» **EXERCISE DETAILS**
Please extract the full text about the Common Implementation Plan for the Pact on Migration and Asylum, word for word.

» **PAGE TEXT**
============================================================

Commission presents the Common Implementation Plan for the Pact on Migration and Asylum

After a historic agreement was reached on the Pact on Migration and Asylum, work has started to translate the large and complex set of legislative acts into an operational reality over the next two years.

Read-out of the weekly meeting of the von der Leyen Commission by Margaritis Schinas, Vice-President of the European Commission, and Ylva Johansson, European Commissioner, on the Common Implementation Plan for the Pact on Migration and Asylum

After a historic agreement was reached on the Pact on Migration and Asylum, work has started to translate the large and complex set of legislative acts into an operational reality over the next two years. This will be a common endeavour, with the Commission supporting Member States every step of the way. The Common Implementation Plan for the Pact on Migration and Asylum, adopted by the Commission today, sets out the key milestones for all Member States to put in place the legal and operational capabilities required to successfully start applying the new legislation by mid-2026. In addition, the EU Agencies will also provide both operational and targeted support to the Member States throughout this process.

The Common Implementation Plan provides a template for the National Implementation Plans to be adopted by Member States by the end of this year. It groups the legal, technical and operational work into 10 building blocks to focus and facilitate the practical implementation efforts.

============================================================

» **SOURCE MATERIAL**
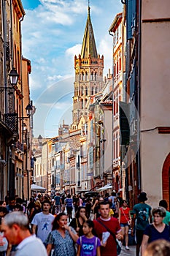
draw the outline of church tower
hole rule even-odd
[[[104,56],[97,53],[89,6],[81,55],[74,57],[74,69],[72,129],[77,129],[82,116],[87,118],[90,97],[101,91],[104,84]]]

============================================================

» **FULL ANSWER**
Commission presents the Common Implementation Plan for the Pact on Migration and Asylum

After a historic agreement was reached on the Pact on Migration and Asylum, work has started to translate the large and complex set of legislative acts into an operational reality over the next two years.

Read-out of the weekly meeting of the von der Leyen Commission by Margaritis Schinas, Vice-President of the European Commission, and Ylva Johansson, European Commissioner, on the Common Implementation Plan for the Pact on Migration and Asylum

After a historic agreement was reached on the Pact on Migration and Asylum, work has started to translate the large and complex set of legislative acts into an operational reality over the next two years. This will be a common endeavour, with the Commission supporting Member States every step of the way. The Common Implementation Plan for the Pact on Migration and Asylum, adopted by the Commission today, sets out the key milestones for all Member States to put in place the legal and operational capabilities required to successfully start applying the new legislation by mid-2026. In addition, the EU Agencies will also provide both operational and targeted support to the Member States throughout this process.

The Common Implementation Plan provides a template for the National Implementation Plans to be adopted by Member States by the end of this year. It groups the legal, technical and operational work into 10 building blocks to focus and facilitate the practical implementation efforts.